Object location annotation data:
....

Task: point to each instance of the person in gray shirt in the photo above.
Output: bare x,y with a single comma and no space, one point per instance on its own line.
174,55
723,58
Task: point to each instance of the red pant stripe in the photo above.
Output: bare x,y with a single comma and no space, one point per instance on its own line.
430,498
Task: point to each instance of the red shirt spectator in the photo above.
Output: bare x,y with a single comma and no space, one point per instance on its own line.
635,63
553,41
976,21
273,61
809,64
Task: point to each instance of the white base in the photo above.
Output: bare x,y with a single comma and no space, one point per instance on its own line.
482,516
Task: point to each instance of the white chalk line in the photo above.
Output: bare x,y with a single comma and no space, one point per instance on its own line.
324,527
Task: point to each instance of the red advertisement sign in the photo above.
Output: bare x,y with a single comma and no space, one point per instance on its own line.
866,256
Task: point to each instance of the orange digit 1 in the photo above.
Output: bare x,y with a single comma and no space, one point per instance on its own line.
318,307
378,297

....

■ INSTRUCTIONS FOR THE TASK ■
Rewrite the rows from the line containing "Task: point to each instance of the orange" up to and including the final row, changing "orange digit 1" to "orange numeral 1" and keeping everything else the same.

■ FINAL ANSWER ■
Task: point to each instance of the orange numeral 1 in the photo above.
Output: bare x,y with a single comma and no space, one point per instance on its own line.
318,307
378,297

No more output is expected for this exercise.